#### DOCUMENT EXTRACT
BEGIN

Making You More Confident about Yourself
The problem with most unconfident people is that they feel inferior to others.
Inferiority is a humiliating disbelief in one’s self.
It comes, not from genetic factors, but from awful childhood experiences, in which the attempts of the child to express his growing personality were prevented by an over-bearing parent or guardian, by a sibling or a schoolmate, or by some humiliating physical defect.
Inferiority starts at a stage in your life when your will was broken, and when your belief in yourself and in your ability was punctured. This results into emotional immaturity. On one hand, you are “less than the dust” in your own opinion. On the other hand, you compensate for this by exaggerated dreams, ideas, and ambitions quite beyond the scope of possibility. In consequence, you plan pretentious schemes in which you attain international recognition, rescue princesses from the hands of the villains, discover earth buried treasure, or become the conqueror of the world! Nothing less will do.
You are like a baby unable to walk, but hopes to capture the moon…and to capture it right now! But as soon as you make efforts to achieve your goals in real life, your disbelief in yourself springs back on you and you are returned on your native distrust. You think to yourself, I can never be good! And your inferiority continues to battle with your superior thinking, with no tangible outcome apart from mental torture.
Challenging as it is, this problem with inferiority can be dealt with if you trace it to its source and start a new lifestyle.
Relax. Remember to feel what it’s like to be a child again. Recall the countless bullies you endured, or the scolds from your parents you open-mindedly accepted. Live it over again in your mind. Bring back to memory all the cruel remarks, humiliations, and embarrassments you never wanted to live with in the first place.
Remember how these experiences were too much to bear - how your whole life became a protest against the inevitable defeat, with the result that your mental energies, instead of moving towards real achievement, were wrecked in a sea of worry and conflict because you thought you were a failure. Everyone appeared to be superior and better than you. You were “the little kid that nobody loves” and they became the monster in your eyes that you could never stand up to.
Now, since you’re not a kid anymore and you understand how this attitude has stayed with you through life, you can gradually climb out of it. You do not need to be the maltreated kid whom nobody loves anymore. You realize now that you are indeed a valuable member of the society and many recognize your presence.
You must control your mind and insist that the humiliating verdict passed on you by your childhood authorities and bullies is not true – that you must begin to accept yourself and believe in your own worth.
Don’t prejudice your chance of success by pursuing impossible dreams and ambitions. Instead, start with small accomplishments and work your way up with them. Morbid as it may seem, you need to kill your inferior self, so the more confident you can show up and do what it has to do – build the best out of you.

END

#### EXERCISE
Repeat the passage from the confidence article, starting with "Now, since you’re" and going on through "recognize your presence.", word for word. The data below is taken from a separate source.

#### RAW DATA
BEGIN

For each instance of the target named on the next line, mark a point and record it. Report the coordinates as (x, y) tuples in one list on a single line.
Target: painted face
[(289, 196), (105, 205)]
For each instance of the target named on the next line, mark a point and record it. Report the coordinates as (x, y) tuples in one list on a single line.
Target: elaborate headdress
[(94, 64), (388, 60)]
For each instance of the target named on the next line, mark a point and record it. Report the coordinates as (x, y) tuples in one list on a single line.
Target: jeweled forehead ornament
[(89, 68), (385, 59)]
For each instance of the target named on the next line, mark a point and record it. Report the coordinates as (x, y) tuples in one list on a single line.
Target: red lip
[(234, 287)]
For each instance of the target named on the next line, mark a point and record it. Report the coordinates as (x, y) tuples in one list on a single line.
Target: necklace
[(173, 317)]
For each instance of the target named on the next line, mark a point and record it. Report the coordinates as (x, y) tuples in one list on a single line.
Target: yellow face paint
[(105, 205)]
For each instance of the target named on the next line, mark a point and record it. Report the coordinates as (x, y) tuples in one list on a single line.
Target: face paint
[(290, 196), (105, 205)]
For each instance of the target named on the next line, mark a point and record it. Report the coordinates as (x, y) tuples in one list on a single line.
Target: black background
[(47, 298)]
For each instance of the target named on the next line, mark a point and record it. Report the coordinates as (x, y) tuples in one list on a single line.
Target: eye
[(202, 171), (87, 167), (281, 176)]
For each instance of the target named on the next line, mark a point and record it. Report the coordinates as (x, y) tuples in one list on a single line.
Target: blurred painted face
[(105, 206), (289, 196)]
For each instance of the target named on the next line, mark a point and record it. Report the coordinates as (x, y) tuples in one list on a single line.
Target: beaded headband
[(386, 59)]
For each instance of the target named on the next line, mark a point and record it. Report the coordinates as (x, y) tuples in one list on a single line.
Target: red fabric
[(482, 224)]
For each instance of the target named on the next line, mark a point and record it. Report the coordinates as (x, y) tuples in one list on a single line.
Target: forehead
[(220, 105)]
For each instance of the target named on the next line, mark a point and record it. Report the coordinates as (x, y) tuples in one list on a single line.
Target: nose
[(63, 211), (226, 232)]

END
BEGIN

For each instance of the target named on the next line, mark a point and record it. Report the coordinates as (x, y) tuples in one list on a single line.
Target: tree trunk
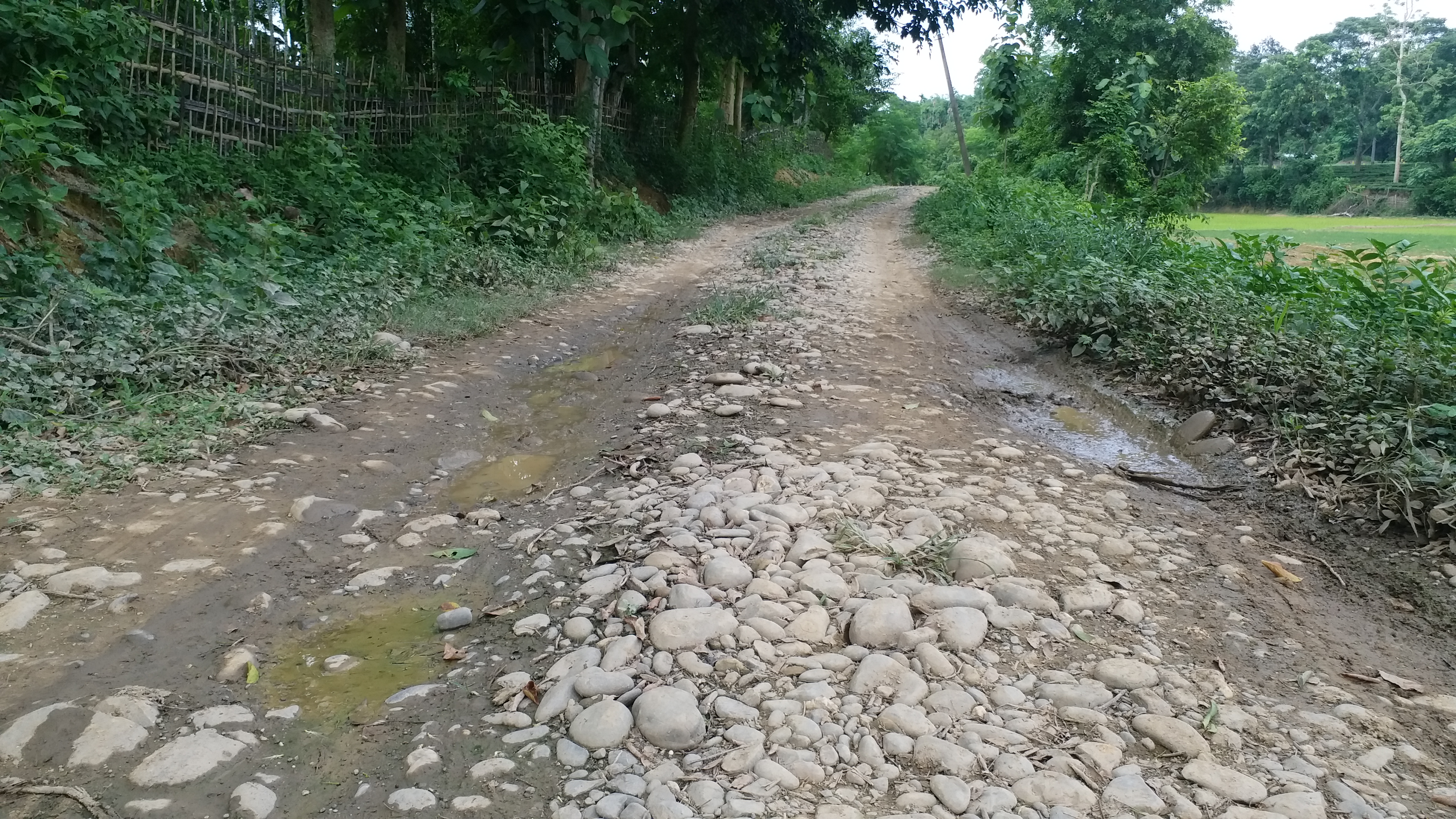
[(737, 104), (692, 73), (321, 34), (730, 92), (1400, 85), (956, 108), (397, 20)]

END
BEGIN

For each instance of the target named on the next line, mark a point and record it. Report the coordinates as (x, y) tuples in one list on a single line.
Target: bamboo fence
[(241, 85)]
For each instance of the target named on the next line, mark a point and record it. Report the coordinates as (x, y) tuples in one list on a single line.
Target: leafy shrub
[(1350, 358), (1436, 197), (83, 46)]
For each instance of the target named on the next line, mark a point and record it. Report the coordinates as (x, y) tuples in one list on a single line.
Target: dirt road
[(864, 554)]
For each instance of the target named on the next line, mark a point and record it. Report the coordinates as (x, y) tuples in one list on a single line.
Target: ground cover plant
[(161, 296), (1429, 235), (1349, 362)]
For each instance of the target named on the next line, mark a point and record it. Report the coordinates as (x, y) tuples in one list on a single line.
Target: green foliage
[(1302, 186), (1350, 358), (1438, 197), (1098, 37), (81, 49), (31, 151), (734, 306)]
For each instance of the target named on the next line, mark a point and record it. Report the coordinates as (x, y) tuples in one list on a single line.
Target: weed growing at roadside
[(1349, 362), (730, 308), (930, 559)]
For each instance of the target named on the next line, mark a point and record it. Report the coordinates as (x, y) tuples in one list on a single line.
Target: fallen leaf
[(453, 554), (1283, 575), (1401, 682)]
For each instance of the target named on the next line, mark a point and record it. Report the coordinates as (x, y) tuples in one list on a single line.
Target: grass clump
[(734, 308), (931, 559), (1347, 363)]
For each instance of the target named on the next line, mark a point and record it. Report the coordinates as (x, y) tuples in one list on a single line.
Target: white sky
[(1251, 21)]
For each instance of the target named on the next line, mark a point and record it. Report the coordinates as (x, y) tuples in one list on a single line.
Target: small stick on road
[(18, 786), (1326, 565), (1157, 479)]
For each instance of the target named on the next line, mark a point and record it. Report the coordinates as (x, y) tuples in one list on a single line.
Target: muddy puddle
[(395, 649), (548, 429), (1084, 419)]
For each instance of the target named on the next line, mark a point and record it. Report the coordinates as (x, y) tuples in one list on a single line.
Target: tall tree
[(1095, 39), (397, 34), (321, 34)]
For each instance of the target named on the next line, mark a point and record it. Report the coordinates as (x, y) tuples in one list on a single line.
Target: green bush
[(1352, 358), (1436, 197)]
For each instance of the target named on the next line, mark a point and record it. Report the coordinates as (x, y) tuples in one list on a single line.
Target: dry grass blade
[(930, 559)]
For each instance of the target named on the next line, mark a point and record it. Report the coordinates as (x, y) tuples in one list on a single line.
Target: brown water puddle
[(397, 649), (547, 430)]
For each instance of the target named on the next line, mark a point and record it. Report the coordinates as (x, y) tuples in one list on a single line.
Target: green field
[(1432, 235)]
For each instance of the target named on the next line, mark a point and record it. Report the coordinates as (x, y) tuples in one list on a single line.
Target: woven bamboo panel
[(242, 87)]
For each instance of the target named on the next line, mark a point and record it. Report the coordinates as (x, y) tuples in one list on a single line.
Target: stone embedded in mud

END

#### TASK SOLUTION
Now, since you’re not a kid anymore and you understand how this attitude has stayed with you through life, you can gradually climb out of it. You do not need to be the maltreated kid whom nobody loves anymore. You realize now that you are indeed a valuable member of the society and many recognize your presence.